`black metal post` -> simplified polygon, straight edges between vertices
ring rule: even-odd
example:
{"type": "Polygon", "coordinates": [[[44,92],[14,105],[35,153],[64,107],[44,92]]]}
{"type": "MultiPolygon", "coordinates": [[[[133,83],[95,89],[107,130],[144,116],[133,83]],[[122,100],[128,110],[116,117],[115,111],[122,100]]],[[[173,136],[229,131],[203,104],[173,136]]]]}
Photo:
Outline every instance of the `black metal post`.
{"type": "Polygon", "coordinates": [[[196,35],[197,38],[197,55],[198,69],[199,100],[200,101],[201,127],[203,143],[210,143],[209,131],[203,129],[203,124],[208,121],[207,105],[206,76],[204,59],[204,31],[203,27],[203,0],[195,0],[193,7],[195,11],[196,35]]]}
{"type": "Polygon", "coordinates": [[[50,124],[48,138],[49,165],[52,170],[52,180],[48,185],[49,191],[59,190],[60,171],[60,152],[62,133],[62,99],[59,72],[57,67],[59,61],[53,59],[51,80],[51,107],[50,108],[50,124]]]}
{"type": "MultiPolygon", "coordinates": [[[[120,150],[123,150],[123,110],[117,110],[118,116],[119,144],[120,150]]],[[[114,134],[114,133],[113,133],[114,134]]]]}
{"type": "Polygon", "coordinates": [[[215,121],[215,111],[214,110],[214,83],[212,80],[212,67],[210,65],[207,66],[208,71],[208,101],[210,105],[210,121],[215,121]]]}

__________________________________________________

● **Prompt**
Turn every line of the entries above into a JSON list of strings, with one string per line and any blank lines left out.

● **Task result**
[
  "`black metal post` -> simplified polygon, straight edges between vertices",
  "ring rule: even-odd",
  "example:",
  "{\"type\": \"Polygon\", \"coordinates\": [[[44,92],[14,105],[35,153],[64,107],[44,92]]]}",
  "{\"type\": \"MultiPolygon\", \"coordinates\": [[[[133,83],[95,89],[107,130],[144,116],[133,83]],[[122,100],[128,110],[116,117],[115,111],[122,100]]],[[[173,136],[229,131],[203,104],[173,136]]]]}",
  "Photo:",
  "Outline every instance of the `black metal post`.",
  "{\"type\": \"Polygon\", \"coordinates\": [[[196,35],[197,38],[197,55],[198,69],[199,100],[200,101],[201,127],[203,143],[210,143],[209,131],[203,129],[203,124],[208,121],[207,105],[206,76],[204,59],[204,31],[203,27],[203,0],[195,0],[193,7],[195,11],[196,35]]]}",
  "{\"type\": \"Polygon\", \"coordinates\": [[[50,124],[48,138],[49,165],[52,170],[52,180],[48,185],[49,191],[59,190],[60,171],[60,152],[62,133],[62,99],[59,72],[57,67],[59,61],[53,59],[51,80],[51,107],[50,108],[50,124]]]}",
  "{\"type\": \"MultiPolygon\", \"coordinates\": [[[[120,150],[123,150],[123,110],[117,110],[118,116],[119,144],[120,150]]],[[[114,134],[114,133],[113,133],[114,134]]]]}",
  "{\"type\": \"Polygon\", \"coordinates\": [[[215,121],[215,111],[214,110],[214,83],[212,80],[212,67],[210,65],[207,66],[208,71],[208,101],[210,105],[210,121],[215,121]]]}"
]